***** 入力の行
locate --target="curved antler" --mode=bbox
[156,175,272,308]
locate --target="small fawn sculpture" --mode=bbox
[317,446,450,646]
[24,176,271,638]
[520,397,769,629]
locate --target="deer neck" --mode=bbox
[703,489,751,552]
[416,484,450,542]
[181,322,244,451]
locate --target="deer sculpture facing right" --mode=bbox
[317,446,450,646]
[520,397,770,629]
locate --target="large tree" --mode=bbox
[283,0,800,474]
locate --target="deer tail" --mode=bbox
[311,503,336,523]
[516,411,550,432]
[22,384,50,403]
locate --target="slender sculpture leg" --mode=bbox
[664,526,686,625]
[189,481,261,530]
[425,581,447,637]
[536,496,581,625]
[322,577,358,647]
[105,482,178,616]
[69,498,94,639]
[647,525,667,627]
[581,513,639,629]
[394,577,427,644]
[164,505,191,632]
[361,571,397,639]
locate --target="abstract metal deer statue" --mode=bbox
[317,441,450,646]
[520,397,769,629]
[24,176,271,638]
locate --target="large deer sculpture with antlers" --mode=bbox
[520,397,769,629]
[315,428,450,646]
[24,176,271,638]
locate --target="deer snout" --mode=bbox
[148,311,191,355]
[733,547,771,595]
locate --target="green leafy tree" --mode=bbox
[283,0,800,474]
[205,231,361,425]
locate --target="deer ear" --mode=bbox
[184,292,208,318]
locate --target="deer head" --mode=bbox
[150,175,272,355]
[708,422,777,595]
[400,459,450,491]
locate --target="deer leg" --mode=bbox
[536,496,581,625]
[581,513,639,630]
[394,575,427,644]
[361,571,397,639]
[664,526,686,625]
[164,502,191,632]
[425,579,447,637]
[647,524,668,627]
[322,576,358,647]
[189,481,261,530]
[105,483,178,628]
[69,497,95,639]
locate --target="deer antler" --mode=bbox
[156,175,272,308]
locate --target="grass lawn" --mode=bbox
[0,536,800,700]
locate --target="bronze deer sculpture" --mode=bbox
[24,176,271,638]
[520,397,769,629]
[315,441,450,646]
**********
**やること**
上の行をすべて、一字も変えずにそのまま書き出してください。

**答え**
locate --target="curved antler" --mode=bbox
[156,175,272,308]
locate --target="small fawn sculpture" --mode=bbox
[317,446,450,646]
[24,176,271,638]
[520,397,769,629]
locate --target="deer neck" --mode=bbox
[703,489,751,552]
[416,484,450,542]
[181,322,244,451]
locate --target="deer sculpture facing right" --mode=bbox
[317,446,450,646]
[520,397,770,629]
locate --target="large tree" --mode=bbox
[283,0,800,474]
locate --target="deer tail" --mode=bbox
[311,503,336,523]
[516,411,550,432]
[22,384,50,403]
locate --target="slender sculpture leg" --mode=bbox
[664,526,686,625]
[189,481,261,530]
[425,581,447,637]
[536,496,581,625]
[322,577,358,647]
[105,482,178,616]
[69,498,94,639]
[647,525,667,627]
[581,513,639,629]
[394,577,427,644]
[164,505,191,632]
[361,571,397,639]
locate --target="abstract metal deer statue" --mode=bbox
[317,441,450,646]
[520,397,769,629]
[24,176,271,638]
locate --target="large deer sculpture with antlers" --mode=bbox
[520,397,769,629]
[315,428,450,646]
[24,176,271,638]
locate --target="deer snout" --mode=bbox
[148,311,191,355]
[733,547,771,595]
locate --target="green leafy tree" --mode=bbox
[283,0,800,474]
[205,231,361,425]
locate --target="deer ear" --mode=bbox
[184,292,208,318]
locate --target="deer head" --mode=bbox
[150,175,272,355]
[708,422,777,595]
[400,459,450,491]
locate --target="deer leg" --mode=bbox
[536,496,581,625]
[581,513,639,630]
[394,575,427,644]
[361,571,397,639]
[664,526,686,625]
[164,502,191,632]
[425,579,447,637]
[647,524,668,627]
[322,576,358,647]
[189,481,261,530]
[105,483,178,628]
[69,497,95,639]
locate --target="deer antler" --mode=bbox
[156,175,272,308]
locate --target="grass lawn" --mode=bbox
[0,536,800,700]
locate --target="bronze deer sculpture" --mode=bbox
[24,176,271,638]
[520,397,769,629]
[315,441,450,646]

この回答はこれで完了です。